* [TASK STATEMENT] Transcribe the passage on ASIC pin muxing word for word, starting with "This page goes" and going on through "considerations using coriolis2.".

Additionally, an SoC is designed to be low cost, to use low cost packaging. ASICs are typically only 32 to 128 pins QFP in the Embedded Controller range, and between 300 to 650 FBGA in the Tablet / Smartphone range, absolute maximum of 19 mm on a side. 2 to 3 in square 1,000 pin packages common to Intel desktop processors are absolutely out of the question.

(With each pin wire bond smashing into the ASIC using purely heat of impact to melt the wire, cracks in the die can occur. The more times the bonding equipment smashes into the die, the higher the chances of irreversible damage, hence why larger pin packaged ASICs are much more expensive: not because of their manufacturing cost but because far more of them fail due to having been literally hit with a hammer many more times)

Yet, the expectation from the market is to be able to fit 1,000+ pins worth of peripherals into only 200 to 400 worth of actual IO Pads. The solution here: a GPIO Pinmux, described in some detail here https://ftp.libre-soc.org/Pin_Control_Subsystem_Overview.pdf

This page goes over the details and issues involved in creating an ASIC that combines both JTAG Boundary Scan and GPIO Muxing, down to layout considerations using coriolis2.

Resources, Platforms and Pins

When creating nmigen HDL as Modules, they typically know nothing about FPGA Boards or ASICs. They especially do not know anything about the Peripheral ICs (UART, I2C, USB, SPI, PCIe) connected to a given FPGA on a given PCB, and they should not have to.

Through the Resources, Platforms and Pins API, a level of abstraction between peripherals, boards and HDL designs is provided. Peripherals may be given (name, number) tuples, the HDL design may "request" a peripheral, which is described in terms of Resources, managed by a ResourceManager, and a Platform may provide that peripheral. The Platform is given the resposibility to wire up the Pins to the correct FPGA (or ASIC) IO Pads, and it is the HDL design's responsibility to connect up those same named Pins, on the other side, to the implementation of the PHY/Controller, in the HDL.

Here is a function that defines a UART Resource:

#!/usr/bin/env python3
from nmigen.build.dsl import Resource, Subsignal, Pins

def UARTResource(*args, rx, tx):
  io = []
  io.append(Subsignal("rx", Pins(rx, dir="i", assert_width=1)))
  io.append(Subsignal("tx", Pins(tx, dir="o", assert_width=1)))
  return Resource.family(*args, default_name="uart", ios=io)

* [RECORDS SHOWN]
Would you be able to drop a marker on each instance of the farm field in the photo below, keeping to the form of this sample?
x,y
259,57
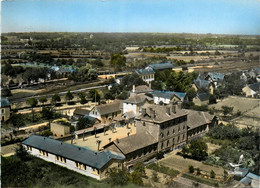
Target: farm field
x,y
177,162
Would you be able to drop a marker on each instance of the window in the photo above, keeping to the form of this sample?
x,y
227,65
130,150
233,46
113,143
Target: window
x,y
43,153
29,148
60,159
80,166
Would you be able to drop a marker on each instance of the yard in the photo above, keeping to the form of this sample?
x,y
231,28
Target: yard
x,y
91,142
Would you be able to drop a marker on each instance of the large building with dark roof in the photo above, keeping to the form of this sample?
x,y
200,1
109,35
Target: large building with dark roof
x,y
76,158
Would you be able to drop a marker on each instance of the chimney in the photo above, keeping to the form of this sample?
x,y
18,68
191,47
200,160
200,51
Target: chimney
x,y
133,88
174,109
168,110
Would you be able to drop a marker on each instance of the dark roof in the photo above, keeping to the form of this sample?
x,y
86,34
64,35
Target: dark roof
x,y
218,77
145,71
80,111
160,112
169,94
5,102
161,66
135,142
109,108
69,151
137,99
142,89
255,87
202,83
203,96
198,118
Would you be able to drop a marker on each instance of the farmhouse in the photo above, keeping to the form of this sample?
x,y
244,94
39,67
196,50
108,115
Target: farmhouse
x,y
5,109
146,74
79,159
106,112
167,97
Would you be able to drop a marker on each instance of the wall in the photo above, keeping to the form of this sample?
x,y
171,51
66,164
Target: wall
x,y
69,163
5,113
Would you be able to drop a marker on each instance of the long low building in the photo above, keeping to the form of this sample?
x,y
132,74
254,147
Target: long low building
x,y
76,158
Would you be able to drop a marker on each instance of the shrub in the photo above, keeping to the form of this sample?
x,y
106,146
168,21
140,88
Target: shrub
x,y
191,169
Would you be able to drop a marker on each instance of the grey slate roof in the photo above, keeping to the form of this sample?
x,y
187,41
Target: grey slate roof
x,y
203,96
72,152
255,87
137,99
145,71
80,111
135,142
161,66
218,77
160,112
109,108
198,118
169,94
5,102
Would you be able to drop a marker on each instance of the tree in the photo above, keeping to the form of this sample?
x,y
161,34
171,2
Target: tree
x,y
43,99
55,99
191,93
32,102
94,95
83,123
69,96
227,110
212,174
47,113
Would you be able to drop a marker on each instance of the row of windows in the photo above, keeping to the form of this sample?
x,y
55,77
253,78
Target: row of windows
x,y
60,159
173,122
173,141
173,131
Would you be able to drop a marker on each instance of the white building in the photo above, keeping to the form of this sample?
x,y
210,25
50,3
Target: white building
x,y
79,159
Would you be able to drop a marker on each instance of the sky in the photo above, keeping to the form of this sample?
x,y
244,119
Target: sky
x,y
166,16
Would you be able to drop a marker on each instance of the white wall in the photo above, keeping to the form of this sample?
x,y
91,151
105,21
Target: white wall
x,y
129,107
69,163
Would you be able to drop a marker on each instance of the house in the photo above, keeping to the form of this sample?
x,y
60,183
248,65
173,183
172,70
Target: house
x,y
106,112
215,78
59,129
167,97
161,66
82,160
146,74
199,123
140,89
158,128
202,85
252,90
80,112
201,98
134,103
5,109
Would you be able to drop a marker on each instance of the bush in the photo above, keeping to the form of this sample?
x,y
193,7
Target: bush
x,y
191,169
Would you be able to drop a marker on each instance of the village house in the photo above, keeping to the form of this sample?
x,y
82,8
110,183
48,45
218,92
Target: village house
x,y
158,128
134,103
161,66
252,90
5,109
167,97
107,112
82,160
146,74
59,129
140,89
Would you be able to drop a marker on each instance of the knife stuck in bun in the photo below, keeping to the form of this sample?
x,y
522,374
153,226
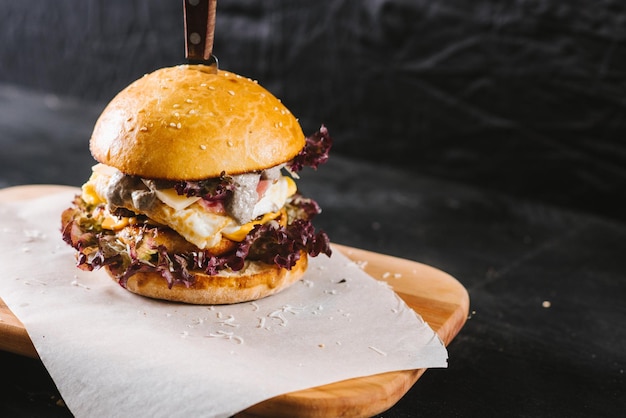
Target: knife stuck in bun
x,y
193,198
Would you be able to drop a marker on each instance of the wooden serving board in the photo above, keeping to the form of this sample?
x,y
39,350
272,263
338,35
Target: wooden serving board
x,y
438,297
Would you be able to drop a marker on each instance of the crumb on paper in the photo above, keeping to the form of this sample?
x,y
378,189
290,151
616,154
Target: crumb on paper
x,y
361,264
76,283
226,336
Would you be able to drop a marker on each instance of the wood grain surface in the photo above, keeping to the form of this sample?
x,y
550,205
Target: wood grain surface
x,y
436,296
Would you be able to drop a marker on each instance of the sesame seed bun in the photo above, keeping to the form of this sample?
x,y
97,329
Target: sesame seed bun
x,y
187,123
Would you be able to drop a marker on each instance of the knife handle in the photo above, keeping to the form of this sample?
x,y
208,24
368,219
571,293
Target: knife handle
x,y
199,16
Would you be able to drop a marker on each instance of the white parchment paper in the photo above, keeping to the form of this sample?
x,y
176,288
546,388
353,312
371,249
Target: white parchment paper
x,y
112,353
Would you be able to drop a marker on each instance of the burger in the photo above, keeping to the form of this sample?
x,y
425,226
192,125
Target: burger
x,y
193,197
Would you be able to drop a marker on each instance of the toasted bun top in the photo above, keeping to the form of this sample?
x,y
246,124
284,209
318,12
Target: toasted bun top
x,y
188,123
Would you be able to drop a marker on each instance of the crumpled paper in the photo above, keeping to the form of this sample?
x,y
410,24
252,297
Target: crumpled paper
x,y
113,353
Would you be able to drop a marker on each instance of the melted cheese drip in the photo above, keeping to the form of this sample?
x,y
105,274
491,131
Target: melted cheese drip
x,y
187,216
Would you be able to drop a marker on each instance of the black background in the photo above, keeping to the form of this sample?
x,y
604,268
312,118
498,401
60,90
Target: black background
x,y
525,97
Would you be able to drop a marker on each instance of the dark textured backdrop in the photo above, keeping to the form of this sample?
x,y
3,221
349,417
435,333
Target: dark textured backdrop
x,y
524,97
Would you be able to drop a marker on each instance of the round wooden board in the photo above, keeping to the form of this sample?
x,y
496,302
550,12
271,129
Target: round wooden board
x,y
436,296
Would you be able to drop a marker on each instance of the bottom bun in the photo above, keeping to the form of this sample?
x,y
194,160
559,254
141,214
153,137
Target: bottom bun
x,y
255,281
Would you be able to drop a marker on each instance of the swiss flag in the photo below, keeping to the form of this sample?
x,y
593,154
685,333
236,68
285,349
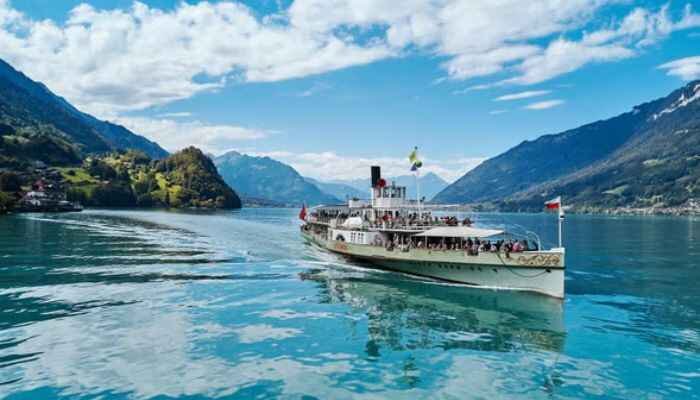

* [ANSWER TO THIS PROBLEM]
This page goes over the details and issues involved in creating an ASIC that combines both JTAG Boundary Scan and GPIO Muxing, down to layout considerations using coriolis2.